#### Problem details
Pull out every line of the entries that contains the string "clicks", and copy each one in full.
Data section section start
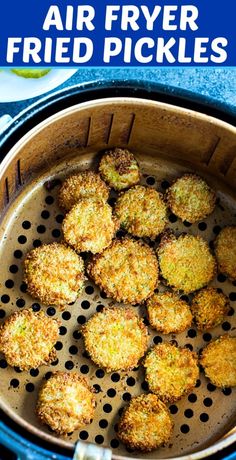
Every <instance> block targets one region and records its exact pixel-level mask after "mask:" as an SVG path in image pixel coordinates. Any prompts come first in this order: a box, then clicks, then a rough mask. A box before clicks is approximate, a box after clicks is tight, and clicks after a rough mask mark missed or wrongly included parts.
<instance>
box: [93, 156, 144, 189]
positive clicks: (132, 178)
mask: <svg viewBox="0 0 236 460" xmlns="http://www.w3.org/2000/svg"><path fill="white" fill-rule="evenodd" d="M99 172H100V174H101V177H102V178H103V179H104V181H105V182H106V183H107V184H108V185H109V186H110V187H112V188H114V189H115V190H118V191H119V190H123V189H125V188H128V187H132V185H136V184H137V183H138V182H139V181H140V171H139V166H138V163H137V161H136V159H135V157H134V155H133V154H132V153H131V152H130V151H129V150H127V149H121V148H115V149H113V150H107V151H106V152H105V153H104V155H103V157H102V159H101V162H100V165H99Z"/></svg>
Data section section end
Data section section start
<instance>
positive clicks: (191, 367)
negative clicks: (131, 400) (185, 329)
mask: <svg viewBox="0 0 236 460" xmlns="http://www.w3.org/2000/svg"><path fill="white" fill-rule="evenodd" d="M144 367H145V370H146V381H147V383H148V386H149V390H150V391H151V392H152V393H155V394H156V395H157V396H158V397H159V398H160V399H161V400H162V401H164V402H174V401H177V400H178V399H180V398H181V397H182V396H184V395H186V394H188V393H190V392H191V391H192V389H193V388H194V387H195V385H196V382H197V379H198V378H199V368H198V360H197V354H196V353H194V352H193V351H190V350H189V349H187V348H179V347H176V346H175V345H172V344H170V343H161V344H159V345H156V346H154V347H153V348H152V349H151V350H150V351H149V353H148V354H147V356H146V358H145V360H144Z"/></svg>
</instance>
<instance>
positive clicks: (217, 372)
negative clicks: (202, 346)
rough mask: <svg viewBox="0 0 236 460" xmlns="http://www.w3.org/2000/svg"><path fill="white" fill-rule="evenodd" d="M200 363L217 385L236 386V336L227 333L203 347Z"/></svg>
Data section section end
#### Answer to the problem
Every <instance> block targets one region and records its exact pixel-level mask after "mask:" as an SVG path in image pixel coordinates. Any prompts come first in this order: a box, then clicks, then a rough mask. A box before clicks is approximate, a box after clicks is tight, and clicks after a rough mask mark missed or wrongly included parts.
positive clicks: (132, 178)
positive clicks: (191, 367)
negative clicks: (131, 400) (185, 329)
positive clicks: (217, 372)
negative clicks: (202, 346)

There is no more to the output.